▶ [THE TASK] Tally the lines in the records below that include the string "right", and reply with that number alone.
■ ■ ■ ■ ■ ■ ■
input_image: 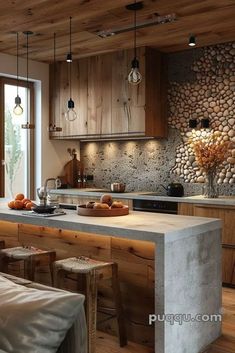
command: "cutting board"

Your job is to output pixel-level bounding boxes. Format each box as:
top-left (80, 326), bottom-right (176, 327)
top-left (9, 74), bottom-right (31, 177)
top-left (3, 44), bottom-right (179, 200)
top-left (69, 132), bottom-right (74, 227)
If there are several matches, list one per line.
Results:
top-left (64, 154), bottom-right (83, 188)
■ ■ ■ ■ ■ ■ ■
▶ [FULL ANSWER] 5